STORED DATA:
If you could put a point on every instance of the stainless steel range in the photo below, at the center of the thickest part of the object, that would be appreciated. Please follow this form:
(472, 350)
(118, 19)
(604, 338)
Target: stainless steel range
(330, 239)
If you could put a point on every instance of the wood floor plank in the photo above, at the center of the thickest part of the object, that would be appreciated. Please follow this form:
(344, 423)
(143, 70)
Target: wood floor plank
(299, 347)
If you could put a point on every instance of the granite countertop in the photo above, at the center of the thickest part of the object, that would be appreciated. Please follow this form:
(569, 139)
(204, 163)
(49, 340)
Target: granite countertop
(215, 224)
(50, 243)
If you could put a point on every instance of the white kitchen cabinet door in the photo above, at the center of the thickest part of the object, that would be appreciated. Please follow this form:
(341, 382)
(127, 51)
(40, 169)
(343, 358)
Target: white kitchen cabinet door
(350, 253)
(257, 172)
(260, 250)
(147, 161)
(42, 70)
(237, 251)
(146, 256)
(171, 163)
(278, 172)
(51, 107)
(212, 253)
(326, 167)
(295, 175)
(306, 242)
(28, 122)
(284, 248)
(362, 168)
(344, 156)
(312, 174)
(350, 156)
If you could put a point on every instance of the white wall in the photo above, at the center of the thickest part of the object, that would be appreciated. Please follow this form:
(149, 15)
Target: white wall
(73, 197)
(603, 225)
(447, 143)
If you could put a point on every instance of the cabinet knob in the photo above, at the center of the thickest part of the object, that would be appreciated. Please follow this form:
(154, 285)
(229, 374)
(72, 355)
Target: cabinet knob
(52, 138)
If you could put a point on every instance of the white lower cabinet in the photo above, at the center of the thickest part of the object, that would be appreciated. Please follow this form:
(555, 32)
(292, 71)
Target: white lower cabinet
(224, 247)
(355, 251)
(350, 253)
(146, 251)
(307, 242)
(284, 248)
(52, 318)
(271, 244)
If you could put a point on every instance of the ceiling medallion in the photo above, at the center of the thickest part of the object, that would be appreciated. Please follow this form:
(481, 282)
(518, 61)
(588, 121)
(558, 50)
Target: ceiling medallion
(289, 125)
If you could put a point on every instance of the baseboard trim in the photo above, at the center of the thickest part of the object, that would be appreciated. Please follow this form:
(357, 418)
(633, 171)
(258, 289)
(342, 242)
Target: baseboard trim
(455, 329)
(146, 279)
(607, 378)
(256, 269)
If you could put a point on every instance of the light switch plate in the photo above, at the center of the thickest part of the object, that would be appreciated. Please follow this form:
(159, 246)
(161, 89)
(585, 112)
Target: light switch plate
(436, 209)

WORK INSTRUCTION:
When you retype the entries above, keep every line identical to the source.

EXERCISE SOLUTION:
If you could put a point on every instance of the stainless steel range in the photo below, at the center of the thickest part of the object, that would be appreciated. Please follow this form:
(472, 350)
(118, 19)
(604, 338)
Target: stainless steel range
(330, 239)
If you could put a point on every instance of the wood floor plank in the photo above, at the center of the thickest part of the object, that would be appreciated. Please follow this form:
(344, 423)
(143, 70)
Target: wood floor plank
(299, 347)
If you could put a point on every instance of the granite countertop in the photo above, at the center of the thickest part of the object, that would be appreciated. Please follow this form:
(569, 139)
(204, 163)
(49, 340)
Target: granite countertop
(215, 224)
(50, 243)
If you could put a point on every instance of the white kitchen cabinet door in the photo above, at the center of the thickest part of the object, that would be appreciated. Please follow this form:
(341, 382)
(127, 51)
(40, 169)
(343, 358)
Target: white kitchen cabinet door
(350, 253)
(257, 172)
(260, 250)
(147, 161)
(42, 70)
(237, 251)
(146, 256)
(171, 163)
(278, 172)
(51, 107)
(212, 253)
(326, 167)
(295, 175)
(306, 242)
(28, 122)
(284, 248)
(362, 168)
(344, 156)
(312, 174)
(350, 156)
If you could put a point on every instance of the white wall in the photo above, at the center of the thickest part of the object, that would be appreciated. Please follow this form:
(149, 15)
Target: white wall
(73, 197)
(603, 225)
(447, 143)
If you could put a point on every instance of the cabinet knob in the photo above, at the center of the thickest part of the object, that would be appreciated. Please follow this form:
(154, 285)
(229, 374)
(72, 355)
Target: cabinet knob
(52, 138)
If you could put a point on every instance of the white lower cabinet in the photo above, at the center of the thickest part of the object, that would be appreciated. Please follow this form:
(555, 32)
(292, 71)
Target: white lower cabinet
(224, 247)
(355, 251)
(350, 253)
(146, 251)
(307, 242)
(284, 248)
(52, 318)
(271, 244)
If you could put a point on every instance of the ceiling medallion in the photo above, at the center of the thickest part of the object, that would be appreciated. Please follow this form:
(481, 282)
(518, 61)
(588, 121)
(558, 50)
Target: ceiling medallion
(289, 125)
If you could put a point on every instance of the baseboard trim in the photo above, at the center of the thickest part of the object, that would be appreciated. Please follow this form:
(357, 418)
(633, 171)
(258, 289)
(342, 242)
Target: baseboard trim
(455, 329)
(146, 279)
(607, 378)
(256, 269)
If you could put a point on every instance of the light switch plate in the photo above, at the center of the thickest part of the object, that would be appreciated. Please follow this form:
(159, 246)
(161, 89)
(585, 112)
Target: light switch plate
(436, 209)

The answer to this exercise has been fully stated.